### Dataset content
┄┄┄┄┄┄┄┄┄┄┄┄┄┄┄┄┄┄┄┄

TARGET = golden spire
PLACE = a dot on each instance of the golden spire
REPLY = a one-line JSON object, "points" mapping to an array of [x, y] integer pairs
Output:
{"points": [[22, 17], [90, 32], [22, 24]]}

┄┄┄┄┄┄┄┄┄┄┄┄┄┄┄┄┄┄┄┄

Write out the lines above again, putting "bronze spire" wherever "golden spire" occurs and leaving everything else unchanged.

### Answer
TARGET = bronze spire
PLACE = a dot on each instance of the bronze spire
REPLY = a one-line JSON object, "points" mapping to an array of [x, y] integer pairs
Output:
{"points": [[22, 17], [90, 32], [22, 24]]}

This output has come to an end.